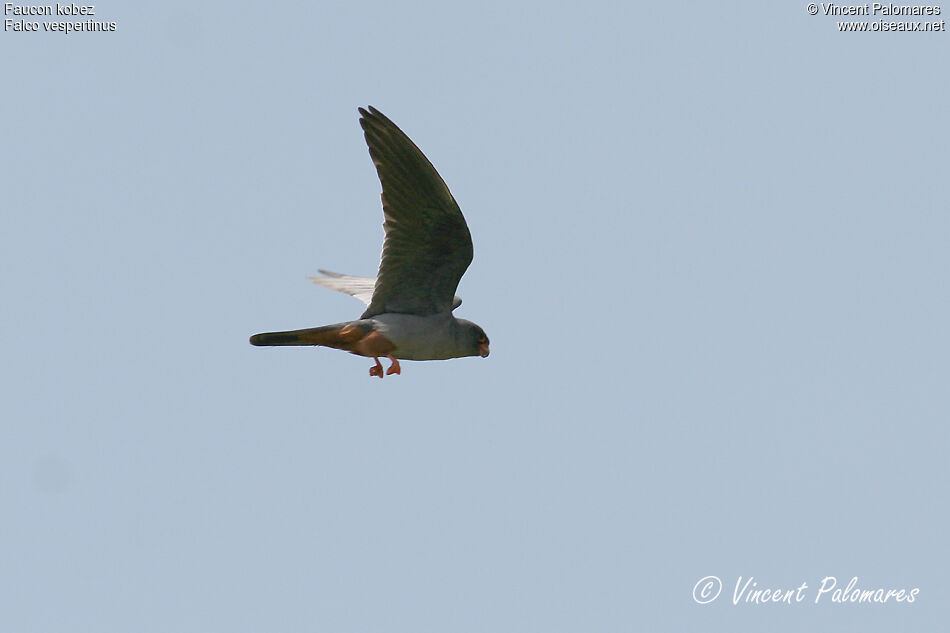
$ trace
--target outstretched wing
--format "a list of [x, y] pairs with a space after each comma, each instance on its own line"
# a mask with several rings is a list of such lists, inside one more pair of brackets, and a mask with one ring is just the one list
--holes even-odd
[[472, 236], [442, 177], [396, 124], [370, 106], [360, 125], [383, 185], [383, 254], [362, 318], [452, 309], [472, 261]]
[[[376, 279], [374, 277], [354, 277], [353, 275], [343, 275], [330, 270], [323, 270], [322, 268], [320, 269], [320, 273], [324, 276], [307, 277], [307, 279], [318, 286], [356, 297], [366, 305], [369, 305], [373, 300], [373, 289], [376, 287]], [[462, 298], [459, 296], [454, 297], [452, 299], [452, 309], [454, 310], [460, 305], [462, 305]]]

● **Exercise**: Give all the data again with "outstretched" swapped for "folded" and everything else unchanged. Leave out the pictures.

● **Response to this exercise**:
$ trace
--target folded wing
--format "a list of [x, y] pairs with a space after each comma, each instance on its own line"
# a mask with several rings is a list of such lists, inside one more pair of brackets, and a mask with one ring is just the one list
--holes even-odd
[[472, 236], [442, 177], [396, 124], [370, 106], [360, 125], [383, 185], [383, 254], [362, 318], [452, 309], [472, 261]]
[[[376, 279], [374, 277], [354, 277], [353, 275], [343, 275], [330, 270], [323, 270], [322, 268], [320, 269], [320, 273], [324, 276], [307, 277], [307, 279], [318, 286], [356, 297], [366, 305], [369, 305], [373, 300], [373, 289], [376, 287]], [[462, 298], [459, 296], [454, 297], [452, 299], [452, 309], [454, 310], [460, 305], [462, 305]]]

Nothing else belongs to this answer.